--- Start INPUT FOR THIS TASK ---

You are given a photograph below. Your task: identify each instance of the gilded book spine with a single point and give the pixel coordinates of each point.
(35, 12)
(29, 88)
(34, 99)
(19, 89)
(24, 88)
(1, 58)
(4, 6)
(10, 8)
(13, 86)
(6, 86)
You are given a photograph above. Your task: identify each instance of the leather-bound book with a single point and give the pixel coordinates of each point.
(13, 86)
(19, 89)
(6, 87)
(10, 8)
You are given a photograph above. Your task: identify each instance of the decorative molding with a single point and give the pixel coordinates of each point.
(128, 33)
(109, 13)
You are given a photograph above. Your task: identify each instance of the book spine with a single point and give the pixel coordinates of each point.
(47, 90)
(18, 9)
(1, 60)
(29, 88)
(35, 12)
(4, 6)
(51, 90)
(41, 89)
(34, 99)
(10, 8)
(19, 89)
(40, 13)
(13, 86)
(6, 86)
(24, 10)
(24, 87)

--- End INPUT FOR THIS TASK ---

**WORK REQUIRED**
Copy all of the data above word for word, leaving every line unchanged.

**RESULT BELOW**
You are given a photograph below. Your task: identify each instance of the gilded book spine with a single point and give the pixel coordinates of each point.
(35, 12)
(29, 88)
(34, 99)
(19, 89)
(24, 88)
(1, 58)
(4, 6)
(10, 8)
(13, 86)
(6, 86)
You are given a photograph above. Your task: identify each instance of the leather-bound book with a single point and give the pixel coordinates of each point.
(13, 86)
(19, 89)
(6, 87)
(10, 8)
You are given a photograph above. Your task: identify each instance of the decorative molding with a single point and give the pixel coordinates of each point.
(128, 33)
(109, 13)
You are given a photograph above. Your task: identify each instance of the book spine with a single point and give the pixel coordinates of each point.
(47, 90)
(18, 9)
(1, 60)
(29, 88)
(35, 12)
(4, 6)
(51, 90)
(41, 89)
(34, 99)
(10, 8)
(19, 89)
(40, 13)
(13, 86)
(6, 86)
(24, 10)
(24, 87)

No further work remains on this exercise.